EXTRACTED DATA.
· · · · · · ·

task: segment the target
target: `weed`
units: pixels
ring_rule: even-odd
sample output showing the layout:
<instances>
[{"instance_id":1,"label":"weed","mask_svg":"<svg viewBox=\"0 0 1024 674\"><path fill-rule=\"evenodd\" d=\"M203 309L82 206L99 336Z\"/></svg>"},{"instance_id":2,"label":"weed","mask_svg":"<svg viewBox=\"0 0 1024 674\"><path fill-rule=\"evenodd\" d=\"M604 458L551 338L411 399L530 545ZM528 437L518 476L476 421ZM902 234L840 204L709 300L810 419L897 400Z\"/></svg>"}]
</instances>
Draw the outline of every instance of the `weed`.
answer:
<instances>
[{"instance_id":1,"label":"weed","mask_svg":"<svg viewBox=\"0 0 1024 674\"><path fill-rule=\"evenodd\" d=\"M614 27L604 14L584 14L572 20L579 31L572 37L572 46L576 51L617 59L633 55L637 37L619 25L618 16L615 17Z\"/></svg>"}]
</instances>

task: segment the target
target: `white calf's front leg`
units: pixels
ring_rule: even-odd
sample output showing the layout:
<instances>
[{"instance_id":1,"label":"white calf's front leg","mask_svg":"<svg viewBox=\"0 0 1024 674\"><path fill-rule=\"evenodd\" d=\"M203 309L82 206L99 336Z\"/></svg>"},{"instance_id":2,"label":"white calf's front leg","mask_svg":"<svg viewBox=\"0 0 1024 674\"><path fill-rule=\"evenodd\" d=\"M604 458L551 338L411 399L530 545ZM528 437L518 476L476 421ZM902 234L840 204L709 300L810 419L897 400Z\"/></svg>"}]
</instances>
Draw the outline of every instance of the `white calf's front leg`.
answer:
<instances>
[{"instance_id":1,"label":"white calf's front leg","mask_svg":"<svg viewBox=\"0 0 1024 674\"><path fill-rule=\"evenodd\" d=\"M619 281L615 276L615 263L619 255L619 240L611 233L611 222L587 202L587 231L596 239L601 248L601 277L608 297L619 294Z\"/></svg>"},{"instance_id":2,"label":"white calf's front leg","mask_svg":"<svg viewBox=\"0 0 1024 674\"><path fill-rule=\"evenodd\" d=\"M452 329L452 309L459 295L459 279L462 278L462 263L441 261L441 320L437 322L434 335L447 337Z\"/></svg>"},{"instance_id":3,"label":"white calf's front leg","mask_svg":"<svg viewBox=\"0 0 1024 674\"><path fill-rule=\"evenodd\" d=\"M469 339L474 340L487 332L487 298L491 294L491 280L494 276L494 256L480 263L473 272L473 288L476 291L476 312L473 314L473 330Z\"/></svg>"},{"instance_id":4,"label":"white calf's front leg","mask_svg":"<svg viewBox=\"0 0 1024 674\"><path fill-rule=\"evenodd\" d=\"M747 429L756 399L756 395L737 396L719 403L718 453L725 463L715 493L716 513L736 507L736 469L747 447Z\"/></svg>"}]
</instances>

· · · · · · ·

TRY IT. The full listing above should be returned exactly as supplied.

FINAL ANSWER.
task: segment the target
target: `weed`
units: pixels
ring_rule: even-odd
sample output showing the layout:
<instances>
[{"instance_id":1,"label":"weed","mask_svg":"<svg viewBox=\"0 0 1024 674\"><path fill-rule=\"evenodd\" d=\"M203 309L82 206L99 336Z\"/></svg>"},{"instance_id":2,"label":"weed","mask_svg":"<svg viewBox=\"0 0 1024 674\"><path fill-rule=\"evenodd\" d=\"M604 458L551 338L411 399L530 545ZM528 437L518 476L476 421ZM902 234L840 204L709 300L810 419L897 400Z\"/></svg>"}]
</instances>
Draw the outline of every instance of the `weed`.
answer:
<instances>
[{"instance_id":1,"label":"weed","mask_svg":"<svg viewBox=\"0 0 1024 674\"><path fill-rule=\"evenodd\" d=\"M614 27L604 14L584 14L572 20L579 31L572 37L572 46L576 51L617 59L633 55L637 37L619 25L618 16L615 17Z\"/></svg>"}]
</instances>

task: segment the target
target: `white calf's front leg`
units: pixels
ring_rule: even-odd
sample output showing the layout:
<instances>
[{"instance_id":1,"label":"white calf's front leg","mask_svg":"<svg viewBox=\"0 0 1024 674\"><path fill-rule=\"evenodd\" d=\"M203 309L82 206L99 336Z\"/></svg>"},{"instance_id":2,"label":"white calf's front leg","mask_svg":"<svg viewBox=\"0 0 1024 674\"><path fill-rule=\"evenodd\" d=\"M604 458L551 338L411 399L530 545ZM528 437L518 476L476 421ZM902 234L840 204L709 300L810 419L897 400Z\"/></svg>"}]
</instances>
Draw the outline of every instance of the `white calf's front leg`.
answer:
<instances>
[{"instance_id":1,"label":"white calf's front leg","mask_svg":"<svg viewBox=\"0 0 1024 674\"><path fill-rule=\"evenodd\" d=\"M619 281L615 276L615 263L619 255L619 240L611 233L611 222L587 202L587 231L596 239L601 248L601 277L608 297L619 294Z\"/></svg>"},{"instance_id":2,"label":"white calf's front leg","mask_svg":"<svg viewBox=\"0 0 1024 674\"><path fill-rule=\"evenodd\" d=\"M452 329L452 309L459 295L459 279L462 278L462 263L441 261L441 320L437 322L434 335L447 337Z\"/></svg>"},{"instance_id":3,"label":"white calf's front leg","mask_svg":"<svg viewBox=\"0 0 1024 674\"><path fill-rule=\"evenodd\" d=\"M469 339L474 340L487 332L487 298L491 294L491 280L494 276L494 256L480 263L473 272L473 288L476 291L476 312L473 314L473 330Z\"/></svg>"},{"instance_id":4,"label":"white calf's front leg","mask_svg":"<svg viewBox=\"0 0 1024 674\"><path fill-rule=\"evenodd\" d=\"M747 429L756 399L756 395L737 396L719 403L718 453L725 463L715 493L716 513L736 507L736 469L747 447Z\"/></svg>"}]
</instances>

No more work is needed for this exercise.